Segment Start: Listed records
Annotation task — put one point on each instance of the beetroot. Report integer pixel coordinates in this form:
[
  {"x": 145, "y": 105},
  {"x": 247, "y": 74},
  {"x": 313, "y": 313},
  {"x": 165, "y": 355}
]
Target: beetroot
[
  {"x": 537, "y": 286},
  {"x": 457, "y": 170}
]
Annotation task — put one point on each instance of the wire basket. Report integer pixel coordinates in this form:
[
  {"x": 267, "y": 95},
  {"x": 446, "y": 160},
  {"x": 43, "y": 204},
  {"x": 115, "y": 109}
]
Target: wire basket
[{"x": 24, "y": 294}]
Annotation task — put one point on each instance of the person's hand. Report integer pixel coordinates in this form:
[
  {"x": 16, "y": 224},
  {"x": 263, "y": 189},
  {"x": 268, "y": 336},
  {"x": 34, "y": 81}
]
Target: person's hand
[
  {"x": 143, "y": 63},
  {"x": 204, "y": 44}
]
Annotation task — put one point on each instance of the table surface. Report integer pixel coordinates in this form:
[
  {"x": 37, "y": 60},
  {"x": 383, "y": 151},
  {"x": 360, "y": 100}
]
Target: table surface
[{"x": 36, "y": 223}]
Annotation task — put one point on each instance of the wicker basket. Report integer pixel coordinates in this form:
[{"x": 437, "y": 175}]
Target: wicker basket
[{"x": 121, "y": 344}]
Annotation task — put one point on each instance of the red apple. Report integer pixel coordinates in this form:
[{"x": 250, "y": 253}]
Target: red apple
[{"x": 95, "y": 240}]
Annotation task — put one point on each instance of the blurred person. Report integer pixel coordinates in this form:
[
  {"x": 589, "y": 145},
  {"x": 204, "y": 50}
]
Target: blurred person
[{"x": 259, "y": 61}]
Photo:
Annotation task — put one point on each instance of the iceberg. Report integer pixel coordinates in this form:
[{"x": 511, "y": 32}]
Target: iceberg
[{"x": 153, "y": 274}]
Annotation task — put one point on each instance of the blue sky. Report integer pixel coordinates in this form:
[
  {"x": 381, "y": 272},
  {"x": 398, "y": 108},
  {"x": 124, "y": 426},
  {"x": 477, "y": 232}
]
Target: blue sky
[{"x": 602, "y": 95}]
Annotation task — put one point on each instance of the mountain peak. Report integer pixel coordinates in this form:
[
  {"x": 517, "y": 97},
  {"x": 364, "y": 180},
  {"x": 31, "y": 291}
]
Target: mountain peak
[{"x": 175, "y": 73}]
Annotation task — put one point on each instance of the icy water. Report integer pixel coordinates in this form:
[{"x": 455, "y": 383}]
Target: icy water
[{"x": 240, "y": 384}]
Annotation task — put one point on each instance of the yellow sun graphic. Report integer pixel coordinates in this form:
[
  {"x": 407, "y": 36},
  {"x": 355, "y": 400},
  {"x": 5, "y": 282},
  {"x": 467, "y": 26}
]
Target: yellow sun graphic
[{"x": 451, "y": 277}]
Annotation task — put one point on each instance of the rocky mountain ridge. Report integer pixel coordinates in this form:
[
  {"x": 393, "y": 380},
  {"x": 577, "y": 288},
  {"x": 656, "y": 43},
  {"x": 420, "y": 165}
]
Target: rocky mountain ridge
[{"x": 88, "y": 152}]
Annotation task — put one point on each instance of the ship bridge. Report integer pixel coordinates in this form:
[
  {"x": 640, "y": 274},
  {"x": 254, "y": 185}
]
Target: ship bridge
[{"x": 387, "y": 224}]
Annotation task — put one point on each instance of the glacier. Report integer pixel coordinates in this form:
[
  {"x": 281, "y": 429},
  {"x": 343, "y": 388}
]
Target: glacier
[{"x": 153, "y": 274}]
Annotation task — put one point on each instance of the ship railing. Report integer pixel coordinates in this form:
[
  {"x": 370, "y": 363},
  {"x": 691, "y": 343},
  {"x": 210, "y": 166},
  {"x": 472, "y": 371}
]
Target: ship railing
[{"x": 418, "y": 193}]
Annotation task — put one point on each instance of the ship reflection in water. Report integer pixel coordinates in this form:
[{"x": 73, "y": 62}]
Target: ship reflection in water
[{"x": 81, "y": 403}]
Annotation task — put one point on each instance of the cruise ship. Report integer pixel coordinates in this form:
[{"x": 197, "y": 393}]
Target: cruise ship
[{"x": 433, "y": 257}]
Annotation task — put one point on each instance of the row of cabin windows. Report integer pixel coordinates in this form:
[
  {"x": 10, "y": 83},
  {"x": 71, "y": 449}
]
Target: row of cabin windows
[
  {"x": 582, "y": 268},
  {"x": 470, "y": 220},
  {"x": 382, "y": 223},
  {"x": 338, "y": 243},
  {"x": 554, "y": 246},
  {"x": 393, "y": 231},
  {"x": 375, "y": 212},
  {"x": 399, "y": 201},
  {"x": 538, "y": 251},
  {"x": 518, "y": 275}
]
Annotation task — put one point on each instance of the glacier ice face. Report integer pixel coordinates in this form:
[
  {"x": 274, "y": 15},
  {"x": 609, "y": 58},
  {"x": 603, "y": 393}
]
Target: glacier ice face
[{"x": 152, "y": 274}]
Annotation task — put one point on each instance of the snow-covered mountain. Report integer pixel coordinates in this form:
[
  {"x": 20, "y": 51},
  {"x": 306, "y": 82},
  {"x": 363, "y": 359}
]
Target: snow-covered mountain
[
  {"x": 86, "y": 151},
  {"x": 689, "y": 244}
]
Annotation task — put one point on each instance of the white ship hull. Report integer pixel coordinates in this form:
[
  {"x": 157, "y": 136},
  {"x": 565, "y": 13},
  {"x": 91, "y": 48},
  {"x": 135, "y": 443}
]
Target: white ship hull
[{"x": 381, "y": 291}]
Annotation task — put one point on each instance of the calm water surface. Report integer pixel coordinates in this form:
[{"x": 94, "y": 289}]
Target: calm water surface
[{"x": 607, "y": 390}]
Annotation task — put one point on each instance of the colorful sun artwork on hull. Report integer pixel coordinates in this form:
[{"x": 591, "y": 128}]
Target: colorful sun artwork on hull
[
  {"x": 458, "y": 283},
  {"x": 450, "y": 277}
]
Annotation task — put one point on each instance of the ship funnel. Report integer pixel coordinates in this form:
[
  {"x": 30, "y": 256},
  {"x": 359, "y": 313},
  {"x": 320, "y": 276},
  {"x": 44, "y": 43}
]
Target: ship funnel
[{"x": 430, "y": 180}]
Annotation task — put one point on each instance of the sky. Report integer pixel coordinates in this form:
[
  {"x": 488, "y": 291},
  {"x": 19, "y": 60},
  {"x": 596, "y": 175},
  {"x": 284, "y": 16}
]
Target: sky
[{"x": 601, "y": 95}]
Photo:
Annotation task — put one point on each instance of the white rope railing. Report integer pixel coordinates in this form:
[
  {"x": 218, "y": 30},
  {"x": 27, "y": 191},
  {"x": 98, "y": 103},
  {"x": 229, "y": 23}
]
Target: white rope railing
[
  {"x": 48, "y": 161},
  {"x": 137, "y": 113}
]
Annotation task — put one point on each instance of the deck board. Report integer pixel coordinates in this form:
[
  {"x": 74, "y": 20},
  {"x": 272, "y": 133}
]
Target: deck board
Segment End: Listed records
> [What is expected]
Copy every record precisely, omitting nothing.

> [Output]
Annotation task — put one point on each instance of the beetroot. Report integer pixel coordinates in this form:
[
  {"x": 145, "y": 105},
  {"x": 247, "y": 74},
  {"x": 313, "y": 313},
  {"x": 165, "y": 355}
]
Target: beetroot
[
  {"x": 537, "y": 286},
  {"x": 457, "y": 170}
]
Annotation task — put one point on each instance of the wire basket. Report integer pixel coordinates in this form:
[
  {"x": 267, "y": 95},
  {"x": 446, "y": 160},
  {"x": 43, "y": 204},
  {"x": 115, "y": 109}
]
Target: wire basket
[{"x": 24, "y": 294}]
Annotation task — put one point on each instance of the person's hand. Report integer pixel coordinates in this form:
[
  {"x": 16, "y": 224},
  {"x": 263, "y": 189},
  {"x": 268, "y": 336},
  {"x": 34, "y": 81}
]
Target: person's hand
[
  {"x": 143, "y": 63},
  {"x": 204, "y": 44}
]
Annotation task — put one point on each instance of the table surface. Report integer pixel coordinates in this form:
[
  {"x": 37, "y": 60},
  {"x": 383, "y": 151},
  {"x": 360, "y": 100}
]
Target: table surface
[{"x": 36, "y": 223}]
Annotation task — put one point on each instance of the wicker basket. Report integer pixel coordinates in this form:
[{"x": 437, "y": 175}]
Target: wicker basket
[{"x": 121, "y": 344}]
Annotation task — put one point on each instance of the red apple. Report integer pixel coordinates in this form:
[{"x": 250, "y": 253}]
Target: red apple
[{"x": 95, "y": 240}]
Annotation task — put one point on each instance of the blurred person. Report integer pixel coordinates in this form:
[
  {"x": 589, "y": 145},
  {"x": 204, "y": 50}
]
Target: blurred person
[{"x": 259, "y": 61}]
Photo:
Annotation task — put one point on each instance of the iceberg. Report integer pixel coordinates in this form:
[{"x": 511, "y": 32}]
Target: iceberg
[{"x": 153, "y": 274}]
Annotation task — put one point on each instance of the blue sky. Report integer pixel coordinates in this form:
[
  {"x": 381, "y": 272},
  {"x": 398, "y": 108},
  {"x": 124, "y": 426},
  {"x": 477, "y": 232}
]
Target: blue sky
[{"x": 602, "y": 95}]
Annotation task — put one point on each instance of the mountain peak. Report integer pixel coordinates in this form:
[
  {"x": 517, "y": 97},
  {"x": 364, "y": 180},
  {"x": 31, "y": 291}
]
Target: mountain peak
[{"x": 175, "y": 73}]
Annotation task — put one point on each instance of the icy water. Report integer pixel coordinates in this form:
[{"x": 455, "y": 383}]
Target: icy water
[{"x": 240, "y": 384}]
Annotation task — put one point on each instance of the yellow sun graphic. Report integer pixel coordinates in this form:
[
  {"x": 407, "y": 36},
  {"x": 355, "y": 400},
  {"x": 5, "y": 282},
  {"x": 467, "y": 26}
]
Target: yellow sun graphic
[{"x": 451, "y": 277}]
Annotation task — put one point on each instance of the rocky mountain ridge. Report integer pixel coordinates in this form:
[
  {"x": 393, "y": 380},
  {"x": 577, "y": 288},
  {"x": 656, "y": 43},
  {"x": 420, "y": 165}
]
Target: rocky mountain ridge
[{"x": 88, "y": 152}]
Annotation task — put one point on each instance of the ship bridge. Report integer pixel coordinates in this form:
[
  {"x": 640, "y": 274},
  {"x": 254, "y": 185}
]
Target: ship bridge
[{"x": 387, "y": 224}]
Annotation task — put one point on each instance of the glacier. Report integer pixel coordinates in this form:
[
  {"x": 281, "y": 429},
  {"x": 343, "y": 388}
]
Target: glacier
[{"x": 153, "y": 274}]
Annotation task — put one point on each instance of the ship railing. Report integer pixel coordinates in this form:
[
  {"x": 370, "y": 363},
  {"x": 691, "y": 343},
  {"x": 210, "y": 166},
  {"x": 472, "y": 371}
]
Target: ship railing
[{"x": 418, "y": 193}]
Annotation task — put one point on each instance of the ship reflection in water. Report integer pixel coordinates in this form:
[{"x": 73, "y": 62}]
Target: ship reflection in water
[{"x": 81, "y": 403}]
Annotation task — put one point on each instance of the cruise ship. Report integer pixel coordinates in this form:
[{"x": 197, "y": 393}]
Target: cruise ship
[{"x": 433, "y": 257}]
Annotation task — put one point on each instance of the row of cabin windows. Report integer pixel coordinates in this form:
[
  {"x": 10, "y": 83},
  {"x": 71, "y": 449}
]
Target: row of cabin windows
[
  {"x": 582, "y": 268},
  {"x": 470, "y": 220},
  {"x": 382, "y": 223},
  {"x": 338, "y": 243},
  {"x": 554, "y": 246},
  {"x": 393, "y": 231},
  {"x": 375, "y": 212},
  {"x": 399, "y": 201},
  {"x": 538, "y": 251},
  {"x": 518, "y": 275}
]
Annotation task — put one point on each instance of the glacier ice face. Report integer pixel coordinates in this form:
[
  {"x": 274, "y": 15},
  {"x": 609, "y": 58},
  {"x": 603, "y": 393}
]
Target: glacier ice face
[{"x": 152, "y": 274}]
Annotation task — put one point on each instance of the snow-covered mountain. Report integer pixel coordinates in this form:
[
  {"x": 20, "y": 51},
  {"x": 306, "y": 82},
  {"x": 363, "y": 359}
]
Target: snow-covered mountain
[
  {"x": 86, "y": 151},
  {"x": 689, "y": 244}
]
Annotation task — put one point on each instance of the white ship hull. Report integer pixel coordinates in this form:
[
  {"x": 157, "y": 136},
  {"x": 565, "y": 13},
  {"x": 91, "y": 48},
  {"x": 135, "y": 443}
]
Target: white ship hull
[{"x": 381, "y": 291}]
Annotation task — put one point on each instance of the calm water surface. Report integer pixel coordinates in this form:
[{"x": 94, "y": 289}]
Target: calm water surface
[{"x": 607, "y": 390}]
Annotation task — put one point on each instance of the colorful sun artwork on hull. Report integer pixel coordinates in this form:
[{"x": 591, "y": 128}]
Target: colorful sun artwork on hull
[
  {"x": 458, "y": 283},
  {"x": 450, "y": 277}
]
Annotation task — put one point on each instance of the ship funnel. Report integer pixel coordinates in this form:
[
  {"x": 30, "y": 256},
  {"x": 359, "y": 313},
  {"x": 320, "y": 276},
  {"x": 44, "y": 43}
]
Target: ship funnel
[{"x": 430, "y": 180}]
Annotation task — put one point on each instance of the sky. Report integer pixel coordinates in this form:
[
  {"x": 488, "y": 291},
  {"x": 19, "y": 60},
  {"x": 596, "y": 175},
  {"x": 284, "y": 16}
]
Target: sky
[{"x": 601, "y": 95}]
Photo:
Annotation task — put one point on each instance of the white rope railing. Report integer pixel coordinates in this form:
[
  {"x": 218, "y": 30},
  {"x": 27, "y": 191},
  {"x": 98, "y": 103},
  {"x": 229, "y": 23}
]
Target: white rope railing
[
  {"x": 48, "y": 161},
  {"x": 137, "y": 113}
]
Annotation task — put one point on each instance of the deck board. Report integer pixel coordinates in this form:
[
  {"x": 74, "y": 20},
  {"x": 272, "y": 133}
]
Target: deck board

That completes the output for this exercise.